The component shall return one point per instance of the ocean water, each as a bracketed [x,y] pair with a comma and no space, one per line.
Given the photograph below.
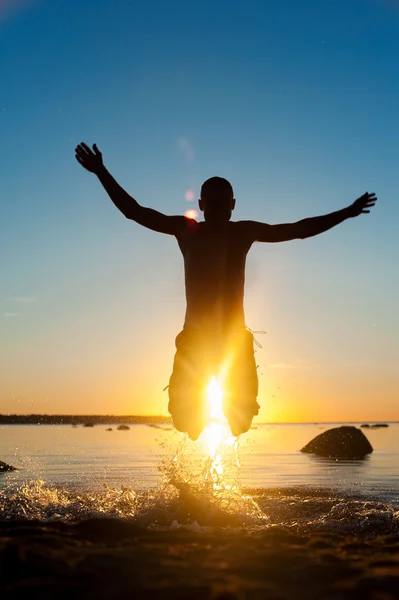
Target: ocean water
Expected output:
[160,478]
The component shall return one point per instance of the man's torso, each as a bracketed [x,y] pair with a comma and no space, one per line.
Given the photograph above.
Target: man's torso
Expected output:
[214,265]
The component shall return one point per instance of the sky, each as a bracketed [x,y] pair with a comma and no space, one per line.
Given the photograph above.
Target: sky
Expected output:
[295,103]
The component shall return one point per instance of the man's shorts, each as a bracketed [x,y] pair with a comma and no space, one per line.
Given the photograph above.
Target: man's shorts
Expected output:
[231,360]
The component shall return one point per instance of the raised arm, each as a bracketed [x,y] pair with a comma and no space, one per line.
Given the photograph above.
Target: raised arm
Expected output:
[92,161]
[262,232]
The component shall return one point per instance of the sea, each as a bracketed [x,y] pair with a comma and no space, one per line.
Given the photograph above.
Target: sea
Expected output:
[158,477]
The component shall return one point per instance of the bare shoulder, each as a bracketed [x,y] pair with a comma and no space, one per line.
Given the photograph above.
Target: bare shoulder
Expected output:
[245,231]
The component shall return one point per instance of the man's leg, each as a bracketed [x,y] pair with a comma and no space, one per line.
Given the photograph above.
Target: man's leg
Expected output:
[187,398]
[241,384]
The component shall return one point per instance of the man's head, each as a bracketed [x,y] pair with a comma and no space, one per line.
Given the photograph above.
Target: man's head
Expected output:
[217,199]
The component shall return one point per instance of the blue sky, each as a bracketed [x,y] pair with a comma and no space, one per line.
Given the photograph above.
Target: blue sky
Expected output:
[295,103]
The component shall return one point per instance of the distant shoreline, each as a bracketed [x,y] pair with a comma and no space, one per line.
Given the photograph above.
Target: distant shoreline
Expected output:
[134,420]
[81,419]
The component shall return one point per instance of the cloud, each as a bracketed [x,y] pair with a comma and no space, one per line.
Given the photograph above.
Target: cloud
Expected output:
[186,149]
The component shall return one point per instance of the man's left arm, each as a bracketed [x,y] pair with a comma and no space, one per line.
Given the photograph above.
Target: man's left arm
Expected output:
[263,232]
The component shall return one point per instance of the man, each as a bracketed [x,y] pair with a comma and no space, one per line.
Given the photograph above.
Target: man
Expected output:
[214,340]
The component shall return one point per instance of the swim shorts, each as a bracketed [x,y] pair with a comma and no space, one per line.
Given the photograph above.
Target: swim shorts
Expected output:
[199,356]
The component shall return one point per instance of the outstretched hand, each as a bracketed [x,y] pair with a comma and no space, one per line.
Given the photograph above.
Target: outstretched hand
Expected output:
[92,160]
[362,204]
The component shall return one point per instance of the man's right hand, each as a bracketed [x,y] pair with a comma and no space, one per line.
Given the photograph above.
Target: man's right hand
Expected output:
[92,160]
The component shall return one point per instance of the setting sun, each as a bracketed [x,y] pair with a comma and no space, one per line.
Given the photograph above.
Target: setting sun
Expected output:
[218,430]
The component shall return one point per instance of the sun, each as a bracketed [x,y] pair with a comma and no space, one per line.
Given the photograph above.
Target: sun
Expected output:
[217,432]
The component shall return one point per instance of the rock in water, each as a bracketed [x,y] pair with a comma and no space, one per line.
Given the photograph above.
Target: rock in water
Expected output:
[341,442]
[5,467]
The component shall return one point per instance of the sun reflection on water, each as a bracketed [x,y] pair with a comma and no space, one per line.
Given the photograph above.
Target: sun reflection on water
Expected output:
[216,437]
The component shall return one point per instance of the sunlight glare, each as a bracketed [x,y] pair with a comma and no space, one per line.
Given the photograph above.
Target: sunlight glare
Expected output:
[217,431]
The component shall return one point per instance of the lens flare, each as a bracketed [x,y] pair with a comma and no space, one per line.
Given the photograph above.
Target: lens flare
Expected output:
[189,195]
[191,214]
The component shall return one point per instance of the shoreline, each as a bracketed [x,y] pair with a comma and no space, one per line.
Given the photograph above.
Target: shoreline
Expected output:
[115,558]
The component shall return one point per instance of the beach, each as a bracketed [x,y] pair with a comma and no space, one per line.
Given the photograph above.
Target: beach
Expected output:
[108,558]
[165,523]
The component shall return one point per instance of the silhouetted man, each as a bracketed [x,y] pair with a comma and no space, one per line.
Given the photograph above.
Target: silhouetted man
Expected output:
[214,340]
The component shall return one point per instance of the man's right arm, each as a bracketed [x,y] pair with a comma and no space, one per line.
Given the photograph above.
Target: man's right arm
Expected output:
[152,219]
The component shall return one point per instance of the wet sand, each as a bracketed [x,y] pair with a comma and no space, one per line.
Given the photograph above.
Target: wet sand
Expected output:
[115,558]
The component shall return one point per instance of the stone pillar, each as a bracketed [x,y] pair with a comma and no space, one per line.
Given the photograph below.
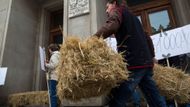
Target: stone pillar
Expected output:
[83,25]
[5,6]
[181,10]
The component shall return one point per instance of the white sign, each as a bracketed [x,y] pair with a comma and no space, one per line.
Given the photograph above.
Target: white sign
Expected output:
[78,7]
[174,42]
[3,73]
[42,57]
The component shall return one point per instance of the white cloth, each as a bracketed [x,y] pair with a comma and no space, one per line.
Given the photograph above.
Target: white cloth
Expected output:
[53,63]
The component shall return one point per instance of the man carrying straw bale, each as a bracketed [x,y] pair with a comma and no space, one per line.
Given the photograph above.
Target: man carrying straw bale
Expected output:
[132,42]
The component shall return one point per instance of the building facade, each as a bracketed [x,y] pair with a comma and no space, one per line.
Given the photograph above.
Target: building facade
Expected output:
[27,24]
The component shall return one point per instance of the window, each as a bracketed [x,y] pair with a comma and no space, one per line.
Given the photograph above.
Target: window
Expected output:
[56,21]
[155,15]
[136,2]
[159,21]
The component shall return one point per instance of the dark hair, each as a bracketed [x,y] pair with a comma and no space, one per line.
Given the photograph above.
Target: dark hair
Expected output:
[54,47]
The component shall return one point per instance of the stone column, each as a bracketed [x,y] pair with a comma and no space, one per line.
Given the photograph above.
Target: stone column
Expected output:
[5,6]
[84,23]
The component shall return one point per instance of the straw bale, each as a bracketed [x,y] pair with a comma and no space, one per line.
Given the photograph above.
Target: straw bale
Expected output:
[173,83]
[88,68]
[29,98]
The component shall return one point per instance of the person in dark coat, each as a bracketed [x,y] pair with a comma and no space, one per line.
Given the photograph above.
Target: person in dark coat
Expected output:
[138,52]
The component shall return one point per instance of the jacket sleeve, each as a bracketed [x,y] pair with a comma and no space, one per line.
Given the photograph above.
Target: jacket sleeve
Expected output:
[150,45]
[54,60]
[111,26]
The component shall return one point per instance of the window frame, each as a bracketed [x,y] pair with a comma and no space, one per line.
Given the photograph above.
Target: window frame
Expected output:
[145,9]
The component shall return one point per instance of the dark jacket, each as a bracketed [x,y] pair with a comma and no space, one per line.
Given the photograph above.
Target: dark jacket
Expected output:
[130,37]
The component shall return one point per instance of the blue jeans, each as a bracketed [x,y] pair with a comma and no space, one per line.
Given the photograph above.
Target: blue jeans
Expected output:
[136,97]
[52,92]
[143,78]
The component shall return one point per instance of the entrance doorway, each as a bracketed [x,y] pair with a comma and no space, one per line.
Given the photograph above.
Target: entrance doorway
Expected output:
[56,24]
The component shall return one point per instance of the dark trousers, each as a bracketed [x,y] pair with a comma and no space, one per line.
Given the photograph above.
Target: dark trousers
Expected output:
[143,79]
[52,92]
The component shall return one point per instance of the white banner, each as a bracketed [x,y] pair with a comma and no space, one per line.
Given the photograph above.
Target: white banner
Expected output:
[173,42]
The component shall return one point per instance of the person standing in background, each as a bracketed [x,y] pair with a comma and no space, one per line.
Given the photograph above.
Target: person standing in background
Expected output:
[52,77]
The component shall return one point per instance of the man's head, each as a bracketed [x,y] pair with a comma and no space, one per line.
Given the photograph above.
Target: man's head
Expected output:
[111,4]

━━━━━━━━━━━━━━━━

## [TASK STATEMENT]
Each line in the material above that mentions the word "background" must be copied.

## [EXERCISE SOLUTION]
The component shall return one point per instance of the person standing in background, each as a bracketed [x,y] pair with a comma and no space, one per line.
Target: person standing in background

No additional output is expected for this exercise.